#### EXTRACTED RECORDS

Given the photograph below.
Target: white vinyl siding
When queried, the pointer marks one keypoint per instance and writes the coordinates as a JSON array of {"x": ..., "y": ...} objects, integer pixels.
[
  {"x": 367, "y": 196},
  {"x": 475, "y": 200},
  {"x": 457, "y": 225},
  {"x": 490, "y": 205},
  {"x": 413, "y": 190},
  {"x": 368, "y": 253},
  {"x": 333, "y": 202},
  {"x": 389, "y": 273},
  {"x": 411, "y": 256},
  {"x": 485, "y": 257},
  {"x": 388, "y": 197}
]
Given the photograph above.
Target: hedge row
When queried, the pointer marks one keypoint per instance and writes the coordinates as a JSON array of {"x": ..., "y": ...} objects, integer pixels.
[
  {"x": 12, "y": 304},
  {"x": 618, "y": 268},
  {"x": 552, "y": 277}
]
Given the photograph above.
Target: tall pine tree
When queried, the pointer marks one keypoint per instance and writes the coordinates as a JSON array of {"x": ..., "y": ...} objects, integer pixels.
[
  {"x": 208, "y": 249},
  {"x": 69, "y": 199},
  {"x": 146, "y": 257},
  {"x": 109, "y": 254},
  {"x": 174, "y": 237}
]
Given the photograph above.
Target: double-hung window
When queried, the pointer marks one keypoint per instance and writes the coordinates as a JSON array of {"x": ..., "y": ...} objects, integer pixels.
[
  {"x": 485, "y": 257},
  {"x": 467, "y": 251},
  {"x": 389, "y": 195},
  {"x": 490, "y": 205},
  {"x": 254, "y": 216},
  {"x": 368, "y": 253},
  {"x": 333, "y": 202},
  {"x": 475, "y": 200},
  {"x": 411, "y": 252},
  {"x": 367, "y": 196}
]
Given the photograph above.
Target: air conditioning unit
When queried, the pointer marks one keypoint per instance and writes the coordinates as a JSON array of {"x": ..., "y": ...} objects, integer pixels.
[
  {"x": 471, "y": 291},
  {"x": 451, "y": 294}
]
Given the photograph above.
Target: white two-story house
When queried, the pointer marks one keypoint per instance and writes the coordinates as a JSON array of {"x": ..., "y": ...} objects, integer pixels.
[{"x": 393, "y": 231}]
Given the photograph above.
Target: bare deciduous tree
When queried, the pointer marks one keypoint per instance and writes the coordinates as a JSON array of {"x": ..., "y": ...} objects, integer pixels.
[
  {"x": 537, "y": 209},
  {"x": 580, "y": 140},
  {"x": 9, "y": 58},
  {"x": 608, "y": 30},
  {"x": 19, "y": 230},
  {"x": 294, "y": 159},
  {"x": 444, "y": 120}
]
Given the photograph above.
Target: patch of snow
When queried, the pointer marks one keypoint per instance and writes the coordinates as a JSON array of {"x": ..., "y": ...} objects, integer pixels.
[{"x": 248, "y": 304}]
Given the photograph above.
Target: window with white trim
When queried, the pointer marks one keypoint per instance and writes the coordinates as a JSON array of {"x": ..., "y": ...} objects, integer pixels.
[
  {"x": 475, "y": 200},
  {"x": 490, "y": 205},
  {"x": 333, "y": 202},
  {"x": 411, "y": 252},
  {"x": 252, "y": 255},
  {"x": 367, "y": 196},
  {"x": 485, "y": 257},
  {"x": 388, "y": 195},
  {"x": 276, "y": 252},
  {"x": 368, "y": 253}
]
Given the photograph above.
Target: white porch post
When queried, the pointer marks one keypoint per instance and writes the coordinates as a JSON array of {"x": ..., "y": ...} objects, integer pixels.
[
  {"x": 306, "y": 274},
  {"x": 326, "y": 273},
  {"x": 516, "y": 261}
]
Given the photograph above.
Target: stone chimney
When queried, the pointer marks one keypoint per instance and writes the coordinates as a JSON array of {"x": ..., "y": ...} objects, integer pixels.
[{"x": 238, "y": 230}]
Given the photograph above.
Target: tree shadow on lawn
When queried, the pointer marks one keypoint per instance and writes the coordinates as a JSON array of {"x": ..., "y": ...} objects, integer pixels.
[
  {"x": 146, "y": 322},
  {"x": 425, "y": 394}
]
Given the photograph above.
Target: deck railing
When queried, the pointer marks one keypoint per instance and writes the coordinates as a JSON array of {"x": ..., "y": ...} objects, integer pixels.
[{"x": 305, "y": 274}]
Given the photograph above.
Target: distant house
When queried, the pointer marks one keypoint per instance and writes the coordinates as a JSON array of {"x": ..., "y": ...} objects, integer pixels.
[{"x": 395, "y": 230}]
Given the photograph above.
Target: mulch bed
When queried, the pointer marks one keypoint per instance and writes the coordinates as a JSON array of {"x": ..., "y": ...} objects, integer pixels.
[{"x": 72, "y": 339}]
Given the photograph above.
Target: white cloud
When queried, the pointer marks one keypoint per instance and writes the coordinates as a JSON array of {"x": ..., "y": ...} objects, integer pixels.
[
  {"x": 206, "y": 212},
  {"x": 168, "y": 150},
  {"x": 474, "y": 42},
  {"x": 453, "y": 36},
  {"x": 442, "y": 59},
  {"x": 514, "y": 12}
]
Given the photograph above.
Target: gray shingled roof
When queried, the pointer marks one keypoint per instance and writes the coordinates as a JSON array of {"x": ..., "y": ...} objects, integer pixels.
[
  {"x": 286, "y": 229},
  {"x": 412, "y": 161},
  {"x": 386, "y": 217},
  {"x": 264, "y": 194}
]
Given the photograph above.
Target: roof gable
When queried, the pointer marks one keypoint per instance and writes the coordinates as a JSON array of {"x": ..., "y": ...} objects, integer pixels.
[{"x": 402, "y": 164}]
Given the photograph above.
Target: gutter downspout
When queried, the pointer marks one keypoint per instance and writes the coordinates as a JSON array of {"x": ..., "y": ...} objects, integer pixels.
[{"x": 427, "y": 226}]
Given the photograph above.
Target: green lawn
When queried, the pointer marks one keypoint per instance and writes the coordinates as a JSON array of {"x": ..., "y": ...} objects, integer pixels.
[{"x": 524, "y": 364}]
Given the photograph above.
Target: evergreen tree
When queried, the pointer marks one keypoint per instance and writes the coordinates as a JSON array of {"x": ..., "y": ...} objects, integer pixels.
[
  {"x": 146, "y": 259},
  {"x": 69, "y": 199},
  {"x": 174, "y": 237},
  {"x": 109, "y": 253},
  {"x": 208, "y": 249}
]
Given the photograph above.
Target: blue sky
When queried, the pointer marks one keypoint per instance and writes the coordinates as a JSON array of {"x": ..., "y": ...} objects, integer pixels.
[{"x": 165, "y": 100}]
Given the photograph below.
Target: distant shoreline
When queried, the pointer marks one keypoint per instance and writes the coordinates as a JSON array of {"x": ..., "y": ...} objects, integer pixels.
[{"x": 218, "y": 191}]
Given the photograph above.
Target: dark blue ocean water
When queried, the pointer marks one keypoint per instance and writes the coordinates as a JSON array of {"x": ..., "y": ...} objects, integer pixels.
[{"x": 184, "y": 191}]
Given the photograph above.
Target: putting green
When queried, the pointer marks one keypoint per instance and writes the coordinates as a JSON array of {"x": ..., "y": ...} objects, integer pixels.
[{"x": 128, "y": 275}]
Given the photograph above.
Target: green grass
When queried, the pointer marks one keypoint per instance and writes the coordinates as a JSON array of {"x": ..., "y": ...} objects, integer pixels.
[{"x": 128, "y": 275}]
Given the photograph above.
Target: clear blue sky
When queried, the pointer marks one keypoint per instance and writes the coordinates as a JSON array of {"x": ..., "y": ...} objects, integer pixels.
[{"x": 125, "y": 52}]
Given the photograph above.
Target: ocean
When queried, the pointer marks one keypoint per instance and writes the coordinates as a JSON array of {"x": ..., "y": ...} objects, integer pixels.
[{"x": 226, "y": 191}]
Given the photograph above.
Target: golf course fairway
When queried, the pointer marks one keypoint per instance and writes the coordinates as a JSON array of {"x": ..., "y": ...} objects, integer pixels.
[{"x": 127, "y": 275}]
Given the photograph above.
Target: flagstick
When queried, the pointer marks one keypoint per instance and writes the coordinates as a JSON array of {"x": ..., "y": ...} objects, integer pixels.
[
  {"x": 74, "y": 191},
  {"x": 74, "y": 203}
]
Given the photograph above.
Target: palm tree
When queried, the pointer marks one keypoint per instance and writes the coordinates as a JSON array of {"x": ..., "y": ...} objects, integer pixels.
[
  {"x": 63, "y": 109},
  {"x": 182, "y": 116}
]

########

• TASK
The reply is a bare number: how many lines above include "window".

• RESULT FOR THIS EXERCISE
2